==== Data for this task ====

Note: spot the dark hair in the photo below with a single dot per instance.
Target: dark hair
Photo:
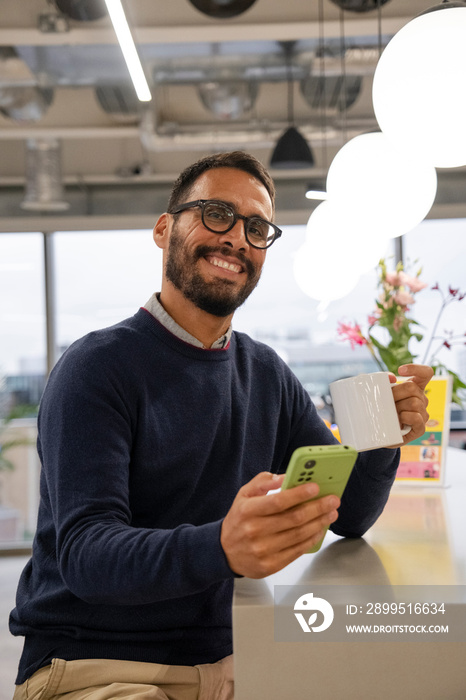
(234, 159)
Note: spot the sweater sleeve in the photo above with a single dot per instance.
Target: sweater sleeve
(86, 428)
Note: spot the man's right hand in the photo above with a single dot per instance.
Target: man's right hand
(262, 534)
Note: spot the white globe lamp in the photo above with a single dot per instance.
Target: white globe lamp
(335, 254)
(384, 190)
(418, 90)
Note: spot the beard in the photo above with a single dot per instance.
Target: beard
(219, 297)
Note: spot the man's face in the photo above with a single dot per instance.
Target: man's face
(217, 272)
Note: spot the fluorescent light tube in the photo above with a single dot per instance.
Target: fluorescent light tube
(125, 39)
(316, 194)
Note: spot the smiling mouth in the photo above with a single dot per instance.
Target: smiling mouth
(224, 264)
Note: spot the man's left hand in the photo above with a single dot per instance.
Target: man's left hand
(410, 399)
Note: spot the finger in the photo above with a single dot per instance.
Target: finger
(261, 484)
(303, 514)
(277, 503)
(276, 551)
(420, 374)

====

• _Try it_
Bring together all lines from the listing that contain the word "hair".

• _Task output_
Note: spot the dark hair in the photo below with a single dot per instance.
Target: dark hair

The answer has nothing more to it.